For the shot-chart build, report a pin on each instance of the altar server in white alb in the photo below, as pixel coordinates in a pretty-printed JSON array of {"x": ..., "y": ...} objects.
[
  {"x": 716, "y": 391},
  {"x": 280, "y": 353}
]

> _Short exercise_
Please swap "white alb" for "black cassock" in the listing above and give its lines again with everything else unchanged.

> _Finished answer_
For the shot-chart build, report a pin on each instance of the altar server in black cassock in the photo below, as pixel coordinates in a pretty-printed JSON array of {"x": ..., "y": ...} objects.
[
  {"x": 716, "y": 391},
  {"x": 280, "y": 353}
]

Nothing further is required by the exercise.